[START DATA ROWS]

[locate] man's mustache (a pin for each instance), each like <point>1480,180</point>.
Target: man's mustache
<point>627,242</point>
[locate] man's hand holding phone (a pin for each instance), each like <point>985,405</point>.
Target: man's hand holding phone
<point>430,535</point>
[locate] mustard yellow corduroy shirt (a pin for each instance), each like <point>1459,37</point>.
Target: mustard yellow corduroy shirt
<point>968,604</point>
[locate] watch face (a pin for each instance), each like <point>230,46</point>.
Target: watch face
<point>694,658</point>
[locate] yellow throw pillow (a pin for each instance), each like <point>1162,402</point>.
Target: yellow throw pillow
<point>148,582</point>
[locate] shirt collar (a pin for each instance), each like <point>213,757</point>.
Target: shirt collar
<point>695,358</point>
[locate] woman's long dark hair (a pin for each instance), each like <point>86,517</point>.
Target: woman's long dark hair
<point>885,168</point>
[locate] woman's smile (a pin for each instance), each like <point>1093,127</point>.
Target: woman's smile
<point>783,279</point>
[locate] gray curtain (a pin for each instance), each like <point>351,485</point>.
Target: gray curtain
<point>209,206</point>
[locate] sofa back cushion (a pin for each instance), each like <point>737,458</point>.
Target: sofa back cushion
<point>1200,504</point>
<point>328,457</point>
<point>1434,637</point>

[END DATA ROWS]

WRITTEN PROBLEM: Give again the lines from the one that contains "[locate] woman's long" through the one that contains "<point>885,168</point>", substituting "black hair" for "dark hair" wherever it occurs and changing nothing else.

EXERCISE OUTPUT:
[locate] woman's long black hair (a pin for each instance), each like <point>86,517</point>.
Target: woman's long black hair
<point>885,168</point>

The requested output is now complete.